Material shown
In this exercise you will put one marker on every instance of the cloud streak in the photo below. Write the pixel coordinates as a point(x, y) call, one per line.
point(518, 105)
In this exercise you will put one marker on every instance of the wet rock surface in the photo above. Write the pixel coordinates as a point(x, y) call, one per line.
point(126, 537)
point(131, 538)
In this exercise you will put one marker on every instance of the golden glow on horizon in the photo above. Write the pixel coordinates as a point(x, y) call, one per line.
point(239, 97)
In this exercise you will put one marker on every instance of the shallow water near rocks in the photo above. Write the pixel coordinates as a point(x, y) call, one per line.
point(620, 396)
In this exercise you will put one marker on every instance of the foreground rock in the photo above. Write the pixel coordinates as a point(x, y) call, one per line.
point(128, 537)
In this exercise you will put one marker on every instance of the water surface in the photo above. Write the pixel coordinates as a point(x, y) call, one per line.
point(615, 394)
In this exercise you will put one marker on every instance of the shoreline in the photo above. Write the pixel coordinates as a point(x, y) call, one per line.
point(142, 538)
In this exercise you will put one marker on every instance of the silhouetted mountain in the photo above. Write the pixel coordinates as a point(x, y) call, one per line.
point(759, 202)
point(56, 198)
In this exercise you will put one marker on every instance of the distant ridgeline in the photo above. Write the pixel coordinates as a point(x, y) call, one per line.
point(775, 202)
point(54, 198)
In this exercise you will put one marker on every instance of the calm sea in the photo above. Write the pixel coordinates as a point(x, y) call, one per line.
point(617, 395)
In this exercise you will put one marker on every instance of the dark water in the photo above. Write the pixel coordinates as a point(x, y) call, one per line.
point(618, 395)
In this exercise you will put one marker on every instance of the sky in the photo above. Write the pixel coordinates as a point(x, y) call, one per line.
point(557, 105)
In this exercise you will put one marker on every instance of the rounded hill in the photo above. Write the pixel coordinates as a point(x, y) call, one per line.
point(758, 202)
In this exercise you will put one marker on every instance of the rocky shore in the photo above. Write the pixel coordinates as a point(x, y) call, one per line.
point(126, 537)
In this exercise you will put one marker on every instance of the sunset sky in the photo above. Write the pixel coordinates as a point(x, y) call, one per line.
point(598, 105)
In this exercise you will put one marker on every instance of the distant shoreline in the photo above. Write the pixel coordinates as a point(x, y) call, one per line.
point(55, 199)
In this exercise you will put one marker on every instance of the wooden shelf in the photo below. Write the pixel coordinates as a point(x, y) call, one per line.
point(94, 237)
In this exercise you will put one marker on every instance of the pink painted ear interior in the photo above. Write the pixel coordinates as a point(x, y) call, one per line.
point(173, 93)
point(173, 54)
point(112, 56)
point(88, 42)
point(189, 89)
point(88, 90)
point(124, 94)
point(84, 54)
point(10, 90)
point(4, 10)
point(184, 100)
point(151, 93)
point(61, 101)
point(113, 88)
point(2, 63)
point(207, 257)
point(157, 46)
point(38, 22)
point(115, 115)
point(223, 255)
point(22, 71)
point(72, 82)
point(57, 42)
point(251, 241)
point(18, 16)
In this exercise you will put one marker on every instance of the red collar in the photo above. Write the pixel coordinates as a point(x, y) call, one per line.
==
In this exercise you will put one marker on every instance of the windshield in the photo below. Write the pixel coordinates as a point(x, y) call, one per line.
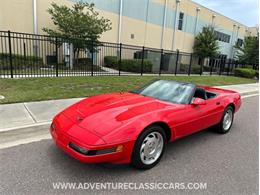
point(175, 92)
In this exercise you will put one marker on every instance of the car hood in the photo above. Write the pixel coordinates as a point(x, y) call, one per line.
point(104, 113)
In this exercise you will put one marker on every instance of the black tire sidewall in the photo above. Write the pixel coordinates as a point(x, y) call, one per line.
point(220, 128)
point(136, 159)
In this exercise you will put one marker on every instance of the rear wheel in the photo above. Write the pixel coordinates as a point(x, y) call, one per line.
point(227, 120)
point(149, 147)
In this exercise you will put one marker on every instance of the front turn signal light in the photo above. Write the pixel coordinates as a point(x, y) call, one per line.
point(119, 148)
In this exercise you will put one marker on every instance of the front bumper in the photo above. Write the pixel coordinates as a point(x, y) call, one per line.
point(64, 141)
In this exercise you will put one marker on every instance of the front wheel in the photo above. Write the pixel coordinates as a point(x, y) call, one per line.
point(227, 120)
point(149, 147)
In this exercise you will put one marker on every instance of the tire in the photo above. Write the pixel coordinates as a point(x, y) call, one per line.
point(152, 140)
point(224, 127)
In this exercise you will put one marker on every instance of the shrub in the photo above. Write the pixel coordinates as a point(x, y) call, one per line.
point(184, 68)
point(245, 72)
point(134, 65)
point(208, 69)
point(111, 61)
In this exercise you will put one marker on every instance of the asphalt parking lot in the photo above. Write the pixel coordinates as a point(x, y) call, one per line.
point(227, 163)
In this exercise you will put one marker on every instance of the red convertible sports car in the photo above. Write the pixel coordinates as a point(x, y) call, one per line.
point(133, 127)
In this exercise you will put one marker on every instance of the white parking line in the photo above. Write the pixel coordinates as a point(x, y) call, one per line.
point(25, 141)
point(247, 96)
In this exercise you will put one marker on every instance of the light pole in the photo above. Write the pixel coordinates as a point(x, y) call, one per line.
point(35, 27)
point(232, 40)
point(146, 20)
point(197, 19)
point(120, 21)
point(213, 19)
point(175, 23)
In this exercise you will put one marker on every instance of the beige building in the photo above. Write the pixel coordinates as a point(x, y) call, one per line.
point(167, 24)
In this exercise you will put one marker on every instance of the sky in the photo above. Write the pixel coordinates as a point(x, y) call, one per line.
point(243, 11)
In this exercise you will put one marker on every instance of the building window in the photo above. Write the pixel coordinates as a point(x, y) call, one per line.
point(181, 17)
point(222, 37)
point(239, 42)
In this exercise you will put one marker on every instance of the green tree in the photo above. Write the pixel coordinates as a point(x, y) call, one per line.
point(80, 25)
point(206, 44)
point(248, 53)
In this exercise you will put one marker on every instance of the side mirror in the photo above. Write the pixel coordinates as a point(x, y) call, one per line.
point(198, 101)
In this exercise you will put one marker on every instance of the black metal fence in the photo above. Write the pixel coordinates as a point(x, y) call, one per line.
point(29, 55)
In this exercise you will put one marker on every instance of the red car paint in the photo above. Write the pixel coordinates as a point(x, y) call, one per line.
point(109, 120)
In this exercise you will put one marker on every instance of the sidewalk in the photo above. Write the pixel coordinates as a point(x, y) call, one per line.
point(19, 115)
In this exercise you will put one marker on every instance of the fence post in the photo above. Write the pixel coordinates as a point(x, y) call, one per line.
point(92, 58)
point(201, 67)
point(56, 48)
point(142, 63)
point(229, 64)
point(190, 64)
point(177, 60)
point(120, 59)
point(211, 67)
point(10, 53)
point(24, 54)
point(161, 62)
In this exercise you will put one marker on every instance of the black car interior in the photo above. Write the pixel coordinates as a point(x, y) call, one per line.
---
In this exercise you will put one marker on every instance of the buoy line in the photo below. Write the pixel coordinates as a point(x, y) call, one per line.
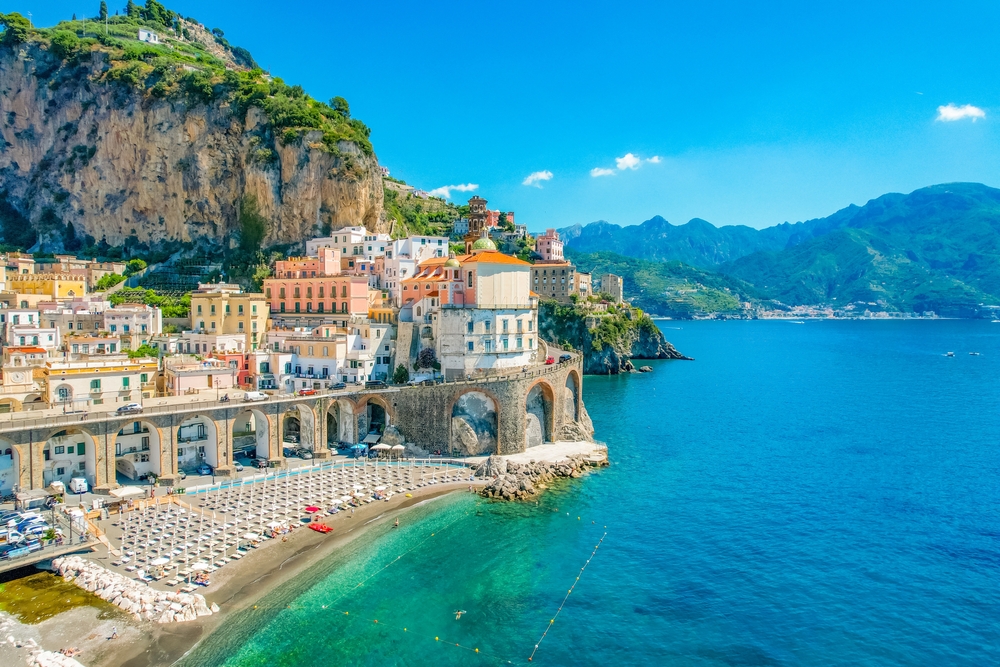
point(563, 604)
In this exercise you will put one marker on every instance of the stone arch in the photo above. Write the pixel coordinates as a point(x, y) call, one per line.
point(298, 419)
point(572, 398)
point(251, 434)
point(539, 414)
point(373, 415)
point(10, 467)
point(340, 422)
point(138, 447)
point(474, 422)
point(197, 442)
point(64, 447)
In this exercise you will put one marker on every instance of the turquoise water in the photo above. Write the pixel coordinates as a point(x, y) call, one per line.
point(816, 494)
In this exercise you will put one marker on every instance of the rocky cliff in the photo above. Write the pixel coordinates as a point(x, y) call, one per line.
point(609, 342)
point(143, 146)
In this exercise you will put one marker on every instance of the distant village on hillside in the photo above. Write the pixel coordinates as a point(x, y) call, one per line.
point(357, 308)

What you will do
Write out the items word for word, starting at the line that contains "of the cloud" and ending at the line that contains "point(620, 396)", with both of those lines included.

Result
In this exercise you will put one marker on every instance of the cloud streak in the photo below. Write the pixel coordinates as a point(x, y) call, one per line.
point(518, 105)
In this exercise you will put one marker on every instance of the wet rock surface in the photo above. Write the pixel coordinates as a point(x, y) call, one per line.
point(126, 537)
point(131, 538)
In this exercise you will put one marker on every instance of the golden glow on horizon in the photo above. Write the pixel coordinates as a point(x, y) call, one per line.
point(239, 97)
In this exercise you will put one marker on every instance of the shallow water near rocks in the photo above. Write the pixel coordinates as a point(x, y) call, one per line.
point(620, 396)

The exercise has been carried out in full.